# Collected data
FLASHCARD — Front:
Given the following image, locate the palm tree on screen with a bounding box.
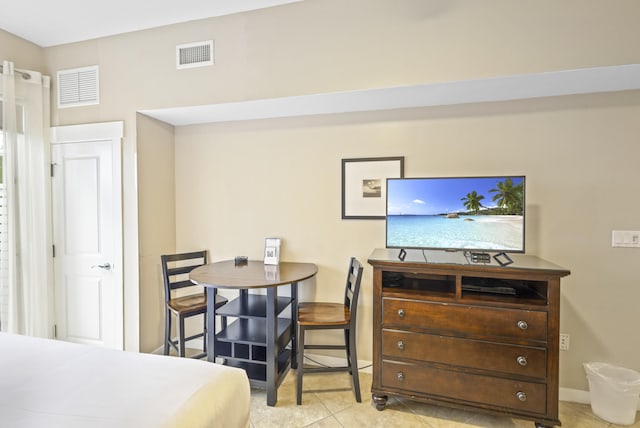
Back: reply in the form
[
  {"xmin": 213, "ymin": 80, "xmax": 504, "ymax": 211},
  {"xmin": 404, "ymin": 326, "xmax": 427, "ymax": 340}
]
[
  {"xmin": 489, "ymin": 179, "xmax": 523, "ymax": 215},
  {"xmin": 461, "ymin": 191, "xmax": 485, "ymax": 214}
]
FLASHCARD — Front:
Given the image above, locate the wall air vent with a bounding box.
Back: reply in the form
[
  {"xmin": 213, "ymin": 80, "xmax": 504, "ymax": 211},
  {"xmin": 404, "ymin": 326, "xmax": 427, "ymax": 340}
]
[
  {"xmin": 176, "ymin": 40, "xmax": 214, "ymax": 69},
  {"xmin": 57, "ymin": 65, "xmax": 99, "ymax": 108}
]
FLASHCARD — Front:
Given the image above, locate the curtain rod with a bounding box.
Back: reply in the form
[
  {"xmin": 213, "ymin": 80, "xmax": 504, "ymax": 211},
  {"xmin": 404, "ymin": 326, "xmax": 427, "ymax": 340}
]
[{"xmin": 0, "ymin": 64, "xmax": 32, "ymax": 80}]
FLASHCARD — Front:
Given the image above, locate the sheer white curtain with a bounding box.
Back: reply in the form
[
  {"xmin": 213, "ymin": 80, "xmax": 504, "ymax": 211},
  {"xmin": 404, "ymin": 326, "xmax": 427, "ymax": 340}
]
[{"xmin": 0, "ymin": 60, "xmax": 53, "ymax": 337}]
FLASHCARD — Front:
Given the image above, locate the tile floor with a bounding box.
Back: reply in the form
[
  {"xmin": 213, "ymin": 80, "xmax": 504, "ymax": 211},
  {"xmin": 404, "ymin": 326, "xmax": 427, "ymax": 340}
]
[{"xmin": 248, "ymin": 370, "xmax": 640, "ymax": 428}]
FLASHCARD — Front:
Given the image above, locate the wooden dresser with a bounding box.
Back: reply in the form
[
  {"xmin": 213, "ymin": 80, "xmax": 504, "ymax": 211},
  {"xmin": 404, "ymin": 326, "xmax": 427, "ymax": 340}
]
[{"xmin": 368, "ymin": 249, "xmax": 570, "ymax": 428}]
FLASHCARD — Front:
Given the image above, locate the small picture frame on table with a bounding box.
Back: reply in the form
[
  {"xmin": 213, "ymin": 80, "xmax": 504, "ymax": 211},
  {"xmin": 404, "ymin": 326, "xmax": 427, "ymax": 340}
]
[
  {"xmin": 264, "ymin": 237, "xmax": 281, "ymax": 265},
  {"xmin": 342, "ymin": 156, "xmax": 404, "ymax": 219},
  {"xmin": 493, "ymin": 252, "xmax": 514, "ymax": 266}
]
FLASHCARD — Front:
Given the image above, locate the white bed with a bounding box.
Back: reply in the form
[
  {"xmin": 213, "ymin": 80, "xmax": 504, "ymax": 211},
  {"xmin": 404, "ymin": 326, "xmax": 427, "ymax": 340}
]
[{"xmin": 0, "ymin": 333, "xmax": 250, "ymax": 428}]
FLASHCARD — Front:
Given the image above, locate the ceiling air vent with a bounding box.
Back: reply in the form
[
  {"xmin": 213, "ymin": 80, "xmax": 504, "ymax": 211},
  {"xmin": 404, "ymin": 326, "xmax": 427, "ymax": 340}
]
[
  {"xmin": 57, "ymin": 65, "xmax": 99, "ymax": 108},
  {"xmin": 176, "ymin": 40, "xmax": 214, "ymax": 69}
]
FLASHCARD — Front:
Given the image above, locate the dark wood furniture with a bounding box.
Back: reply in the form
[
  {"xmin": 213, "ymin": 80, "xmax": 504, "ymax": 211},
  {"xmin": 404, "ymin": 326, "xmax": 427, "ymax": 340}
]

# What you are asked to do
Say how many lines of the data include the string "white". Nothing other than the number should be given.

# Answer for the task
2